What to do: Rewrite every line of the records below. Shift each point by adding 123 to both of its coordinates, and leave all other lines unchanged.

Input records:
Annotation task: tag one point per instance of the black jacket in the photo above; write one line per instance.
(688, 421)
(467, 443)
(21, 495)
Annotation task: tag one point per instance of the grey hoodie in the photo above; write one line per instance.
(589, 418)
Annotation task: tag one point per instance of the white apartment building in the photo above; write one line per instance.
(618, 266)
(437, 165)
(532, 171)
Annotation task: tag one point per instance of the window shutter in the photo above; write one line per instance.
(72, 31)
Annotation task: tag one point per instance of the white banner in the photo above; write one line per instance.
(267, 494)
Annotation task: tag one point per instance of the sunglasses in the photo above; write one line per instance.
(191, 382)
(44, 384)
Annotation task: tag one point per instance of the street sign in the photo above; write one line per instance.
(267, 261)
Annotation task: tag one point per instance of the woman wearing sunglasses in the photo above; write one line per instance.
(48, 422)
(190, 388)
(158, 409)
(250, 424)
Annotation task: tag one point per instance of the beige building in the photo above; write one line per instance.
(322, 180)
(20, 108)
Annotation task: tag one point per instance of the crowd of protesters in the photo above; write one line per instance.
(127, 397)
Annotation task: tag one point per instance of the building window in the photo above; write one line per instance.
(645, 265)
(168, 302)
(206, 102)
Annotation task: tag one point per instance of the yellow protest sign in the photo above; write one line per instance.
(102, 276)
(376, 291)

The reply:
Annotation task: tag one point per instance of the black jacket in the photo above; write one line per instance.
(811, 544)
(590, 566)
(144, 618)
Annotation task: tag one point per instance of the grey hoodie in the photo above; write one line per instance.
(712, 541)
Annotation task: tag one point per instance of the white apartment building in the photo above; write one line per instance.
(741, 389)
(560, 288)
(655, 294)
Annotation task: tag one point per instance of the window shutter in the photo above; write one line per instance.
(195, 154)
Annotation task: tag one point per instance of the white banner in the photo above; write one line per instance.
(390, 617)
Annotation task: tag one point per instance of the sunglasses in the photo above; write one line per instance.
(314, 505)
(167, 507)
Annotation task: tag one point per instance of the street sign in the photo above; write one line per instance.
(390, 384)
Annotation task: tag one point per instance of the woman wearing sunglasses in the photo above; write one line per instance.
(171, 545)
(313, 511)
(281, 532)
(373, 547)
Annotation task: tag one point per instance of the beige building in the photo above; write one line per instance.
(445, 303)
(143, 231)
Annotation task: tag one point per instance of the crowd of protesters in the photo above; write one line per instance.
(250, 520)
Annotation task: tag one point per instance of the building window in the photo above; write one line per instance.
(768, 388)
(291, 425)
(329, 225)
Annotation task: tag one point per instance of the yellow protest sign in the photo above; write one line per instance.
(225, 399)
(499, 414)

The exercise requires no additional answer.